Only one span of the listing below is wanted: the lines from the one with "67L102 66L96 64L95" through the one with "box: [253, 48, 312, 118]", reproduced exactly, both ends kept.

◆ **Records for the task**
= Beginning of Section =

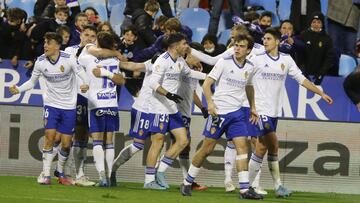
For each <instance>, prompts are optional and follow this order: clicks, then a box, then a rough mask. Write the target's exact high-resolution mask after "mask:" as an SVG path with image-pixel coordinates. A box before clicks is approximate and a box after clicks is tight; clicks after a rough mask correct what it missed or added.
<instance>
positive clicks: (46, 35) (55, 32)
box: [44, 32, 62, 45]
mask: <svg viewBox="0 0 360 203" xmlns="http://www.w3.org/2000/svg"><path fill="white" fill-rule="evenodd" d="M44 39H47V40H52V39H53V40H55V41H56V43H57V44H58V45H61V44H62V37H61V35H59V34H58V33H56V32H47V33H45V36H44Z"/></svg>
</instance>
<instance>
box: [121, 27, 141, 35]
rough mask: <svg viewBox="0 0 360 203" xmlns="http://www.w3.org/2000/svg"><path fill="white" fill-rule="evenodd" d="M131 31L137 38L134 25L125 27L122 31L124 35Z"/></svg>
mask: <svg viewBox="0 0 360 203" xmlns="http://www.w3.org/2000/svg"><path fill="white" fill-rule="evenodd" d="M129 31H131V32H132V33H133V34H134V35H135V36H138V32H137V29H136V27H135V26H134V25H129V26H127V27H125V29H124V34H125V33H127V32H129Z"/></svg>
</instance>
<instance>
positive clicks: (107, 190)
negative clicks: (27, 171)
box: [0, 176, 360, 203]
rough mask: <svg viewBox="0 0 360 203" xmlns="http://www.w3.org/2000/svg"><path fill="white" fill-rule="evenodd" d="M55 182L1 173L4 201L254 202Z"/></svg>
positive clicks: (138, 184) (355, 197)
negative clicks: (61, 183) (48, 181)
mask: <svg viewBox="0 0 360 203" xmlns="http://www.w3.org/2000/svg"><path fill="white" fill-rule="evenodd" d="M52 183H53V184H52V185H50V186H44V185H39V184H37V182H36V177H13V176H0V203H15V202H19V203H20V202H21V203H32V202H34V203H51V202H62V203H68V202H69V203H73V202H74V203H77V202H89V203H97V202H99V203H103V202H116V203H124V202H131V203H135V202H142V203H152V202H154V203H172V202H184V203H185V202H186V203H191V202H205V203H211V202H214V203H232V202H234V203H235V202H254V201H248V200H240V199H238V195H237V193H225V192H224V189H223V188H209V189H208V190H207V191H194V192H193V196H192V197H183V196H182V195H181V194H180V193H179V186H177V185H172V186H171V189H169V190H167V191H154V190H146V189H143V188H142V184H140V183H119V184H120V185H119V186H118V187H112V188H96V187H77V186H63V185H59V184H58V183H57V182H56V180H55V179H53V180H52ZM268 192H270V193H269V194H268V195H267V196H266V197H265V199H264V200H262V201H261V202H296V203H298V202H300V203H306V202H308V203H317V202H325V203H332V202H334V203H335V202H336V203H339V202H344V203H348V202H354V203H359V202H360V195H345V194H335V193H308V192H294V194H293V195H292V196H291V197H289V198H287V199H278V198H276V197H275V196H274V192H273V191H268Z"/></svg>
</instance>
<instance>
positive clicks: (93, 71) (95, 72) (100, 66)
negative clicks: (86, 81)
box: [92, 66, 102, 78]
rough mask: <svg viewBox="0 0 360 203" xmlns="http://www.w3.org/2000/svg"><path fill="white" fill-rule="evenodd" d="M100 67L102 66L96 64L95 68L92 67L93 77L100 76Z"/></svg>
mask: <svg viewBox="0 0 360 203" xmlns="http://www.w3.org/2000/svg"><path fill="white" fill-rule="evenodd" d="M100 68H102V67H101V66H96V68H94V69H93V71H92V72H93V74H94V75H95V77H97V78H100V77H101V70H100Z"/></svg>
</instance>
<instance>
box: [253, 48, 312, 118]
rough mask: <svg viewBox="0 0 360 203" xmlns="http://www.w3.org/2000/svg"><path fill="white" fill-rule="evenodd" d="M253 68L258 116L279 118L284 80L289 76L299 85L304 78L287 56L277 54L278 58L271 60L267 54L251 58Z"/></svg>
mask: <svg viewBox="0 0 360 203" xmlns="http://www.w3.org/2000/svg"><path fill="white" fill-rule="evenodd" d="M251 61H252V63H253V64H254V66H255V75H254V88H255V104H256V105H255V106H256V110H257V112H258V113H259V114H260V115H266V116H270V117H279V116H281V113H282V112H281V109H282V102H283V94H284V91H286V90H285V80H286V77H287V75H288V74H289V75H290V76H291V77H292V78H293V79H295V80H296V81H297V82H298V83H299V84H302V83H303V82H304V80H305V77H304V76H303V74H302V73H301V71H300V69H299V68H298V66H297V65H296V63H295V62H294V60H293V59H292V58H291V56H290V55H288V54H283V53H280V52H279V55H278V57H276V58H273V57H271V56H270V55H268V53H267V52H263V53H262V54H259V55H256V56H255V57H253V58H252V60H251Z"/></svg>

= End of Section =

◆ **Solution for this task**
rough mask: <svg viewBox="0 0 360 203" xmlns="http://www.w3.org/2000/svg"><path fill="white" fill-rule="evenodd" d="M100 67L102 66L96 64L95 68L92 67L93 77L100 76Z"/></svg>
mask: <svg viewBox="0 0 360 203" xmlns="http://www.w3.org/2000/svg"><path fill="white" fill-rule="evenodd" d="M100 68H102V67H101V66H96V68H94V69H93V71H92V72H93V74H94V75H95V77H97V78H100V77H101V70H100Z"/></svg>
</instance>
<instance>
box: [253, 48, 312, 118]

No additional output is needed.